GOAL OF THE EXERCISE: Rewrite the material below as a numbered list, leaving out any blank lines.

[begin INFORMATION SHOWN]

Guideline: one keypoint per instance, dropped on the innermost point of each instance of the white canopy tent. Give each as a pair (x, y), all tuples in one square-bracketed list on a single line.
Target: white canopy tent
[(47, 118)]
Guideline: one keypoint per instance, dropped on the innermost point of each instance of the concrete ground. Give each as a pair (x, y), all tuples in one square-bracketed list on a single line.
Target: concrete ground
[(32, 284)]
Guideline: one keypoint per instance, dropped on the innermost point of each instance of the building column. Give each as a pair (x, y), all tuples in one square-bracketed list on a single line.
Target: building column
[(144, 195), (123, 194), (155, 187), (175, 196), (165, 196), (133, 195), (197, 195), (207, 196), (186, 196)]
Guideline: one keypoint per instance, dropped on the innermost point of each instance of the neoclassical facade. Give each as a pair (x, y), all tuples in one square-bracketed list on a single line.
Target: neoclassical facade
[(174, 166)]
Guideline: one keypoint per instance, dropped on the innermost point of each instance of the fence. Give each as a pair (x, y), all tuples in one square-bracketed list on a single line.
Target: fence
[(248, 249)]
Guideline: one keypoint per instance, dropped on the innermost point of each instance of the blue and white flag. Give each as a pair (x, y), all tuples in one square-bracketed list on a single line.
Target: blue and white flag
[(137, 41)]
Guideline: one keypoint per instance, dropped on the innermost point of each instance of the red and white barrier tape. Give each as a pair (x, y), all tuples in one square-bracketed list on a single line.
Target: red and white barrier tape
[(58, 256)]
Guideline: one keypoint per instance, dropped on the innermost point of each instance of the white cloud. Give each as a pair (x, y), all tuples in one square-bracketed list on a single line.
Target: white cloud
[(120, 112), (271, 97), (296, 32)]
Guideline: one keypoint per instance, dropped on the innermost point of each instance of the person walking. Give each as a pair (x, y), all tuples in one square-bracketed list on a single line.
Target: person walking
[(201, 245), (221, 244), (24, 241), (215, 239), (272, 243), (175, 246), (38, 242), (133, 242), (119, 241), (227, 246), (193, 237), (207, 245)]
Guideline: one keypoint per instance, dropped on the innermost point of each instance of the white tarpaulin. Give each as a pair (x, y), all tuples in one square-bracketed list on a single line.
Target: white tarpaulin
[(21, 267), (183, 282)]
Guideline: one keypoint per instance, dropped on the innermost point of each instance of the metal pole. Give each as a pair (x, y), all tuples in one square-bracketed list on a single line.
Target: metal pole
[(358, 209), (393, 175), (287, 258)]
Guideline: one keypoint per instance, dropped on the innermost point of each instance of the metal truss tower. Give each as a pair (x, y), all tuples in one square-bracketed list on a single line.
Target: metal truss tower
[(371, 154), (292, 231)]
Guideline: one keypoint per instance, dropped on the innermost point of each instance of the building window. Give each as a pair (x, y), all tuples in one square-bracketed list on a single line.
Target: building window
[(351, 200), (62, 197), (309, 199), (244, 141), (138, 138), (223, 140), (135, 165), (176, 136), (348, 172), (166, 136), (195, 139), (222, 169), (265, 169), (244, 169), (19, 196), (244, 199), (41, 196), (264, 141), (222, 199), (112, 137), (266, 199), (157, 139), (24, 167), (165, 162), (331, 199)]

[end INFORMATION SHOWN]

SOLUTION TO THIS TASK:
1. Guideline: one keypoint per instance, dropped on the innermost point of each instance of the white canopy tent. Give each as a pair (x, y), all tuples in one square-bracketed list on a single line.
2. Target: white canopy tent
3. [(47, 118)]
4. Guideline: one keypoint per instance, dropped on the innermost point of each instance of the concrete ground. Give each as a pair (x, y), all tuples in one square-bracketed list on a single line.
5. Target: concrete ground
6. [(32, 284)]
7. Guideline: one keypoint per instance, dropped on the innermost point of each instance of the building column. Give each as a pair (x, y), all tuples in one square-bracketed list on a single line.
8. Target: building column
9. [(144, 195), (123, 194), (155, 187), (175, 196), (165, 196), (133, 195), (197, 195), (207, 196), (186, 196)]
10. Guideline: one keypoint per instance, dropped on the innermost point of each instance of the neoclassical facade. Give each as a pair (x, y), all tuples in one square-bracketed list on a single line.
11. Target: neoclassical facade
12. [(174, 166)]
13. Guideline: one keypoint per instance, dropped on the innermost point of each instance of the fence. Give each as a pair (x, y), all tuples in one square-bracketed list on a single line.
14. Target: fence
15. [(248, 249)]
16. Guideline: one keypoint per instance, dropped on the innermost point of each instance of the blue and white flag. Give each as a pair (x, y), all tuples in one square-bracketed list on a single line.
17. Target: blue and white flag
18. [(137, 41)]
19. Guideline: one keypoint per instance, dropped on the innermost point of each instance of the red and white barrier tape. Give each as a pair (x, y), all tuples in one square-bracketed list on a single line.
20. Target: red and white barrier tape
21. [(58, 256)]
22. Guideline: one keypoint per instance, dropped on the innermost point of each instance of the white cloud. Give each as a pair (x, y), all tuples in one square-bracketed list on a single line.
23. Target: white cloud
24. [(120, 112), (271, 97), (296, 32)]
25. Guideline: one keypoint per instance, dropped on the innermost point of each instance of the person walking. Give each as a pair (x, y), all tuples in one square-bracketed list on a single line.
26. Target: person walking
27. [(201, 245), (221, 244), (24, 241), (215, 239), (272, 243), (175, 246), (38, 242), (133, 242), (119, 241), (227, 246), (193, 237), (207, 245)]
28. Guideline: one keypoint per instance, dropped on the innermost point of each instance of the white tarpaulin. Give each as a pair (x, y), all tuples in one square-bracketed list on a single line.
29. Target: white tarpaulin
30. [(21, 267), (183, 282)]
31. Guideline: one keypoint per instance, dropped on the innermost point of each instance of the metal pole. Give each as a pair (x, y), all tuples in one square-bracketed list on a single line.
32. Target: metal pole
33. [(358, 209), (393, 175), (287, 258)]
34. Guideline: one keypoint per instance, dropped on the innermost point of each instance of the metal truss tower. Give each as a pair (x, y), all tuples in one square-bracketed list on a single line.
35. Target: metal truss tower
36. [(371, 154), (292, 231)]
37. Guideline: one keypoint per instance, dropped on the innermost point of each instance of the building window. Give each as a pair (x, y), all tuples in one square-bracketed list on a single line.
38. Target: building window
39. [(351, 200), (62, 197), (309, 199), (244, 141), (138, 138), (223, 140), (135, 165), (176, 136), (348, 172), (166, 136), (195, 139), (222, 169), (265, 169), (244, 169), (19, 196), (244, 199), (41, 196), (264, 141), (222, 199), (112, 137), (266, 199), (157, 139), (24, 167), (165, 162), (331, 199)]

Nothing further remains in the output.